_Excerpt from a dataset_
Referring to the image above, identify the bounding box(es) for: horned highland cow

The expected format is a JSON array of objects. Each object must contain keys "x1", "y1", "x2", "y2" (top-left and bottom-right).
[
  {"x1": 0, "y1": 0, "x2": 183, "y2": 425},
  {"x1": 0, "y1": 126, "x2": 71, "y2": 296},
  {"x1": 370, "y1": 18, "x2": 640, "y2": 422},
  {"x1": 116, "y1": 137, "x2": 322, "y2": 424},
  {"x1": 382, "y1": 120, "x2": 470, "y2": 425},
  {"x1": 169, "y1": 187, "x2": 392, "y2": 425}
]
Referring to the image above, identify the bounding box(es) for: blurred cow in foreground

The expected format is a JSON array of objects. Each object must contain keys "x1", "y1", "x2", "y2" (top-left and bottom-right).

_TASK GOAL_
Put the material above into a JSON list of strings, one string per line, leaving out the blank lines.

_SOLUTION BELOW_
[
  "Referring to the image above, identify the bounding box(es) for: horned highland cow",
  "The expected format is a JSON array of objects. Each object must contain keys \"x1\", \"y1\", \"x2\", \"y2\" (top-left and bottom-right).",
  "[",
  "  {\"x1\": 0, \"y1\": 0, \"x2\": 183, \"y2\": 425},",
  "  {\"x1\": 0, \"y1\": 126, \"x2\": 71, \"y2\": 296},",
  "  {\"x1\": 370, \"y1\": 18, \"x2\": 640, \"y2\": 422},",
  "  {\"x1\": 116, \"y1\": 137, \"x2\": 322, \"y2\": 424},",
  "  {\"x1\": 382, \"y1\": 120, \"x2\": 470, \"y2\": 425},",
  "  {\"x1\": 169, \"y1\": 187, \"x2\": 392, \"y2\": 425}",
  "]",
  "Referring to the image above, identify the bounding box(es) for: blurred cow in foreground",
  "The expected format is a JSON array of objects. Each object must contain keys \"x1\", \"y1\", \"x2\", \"y2\" (top-left and bottom-right)."
]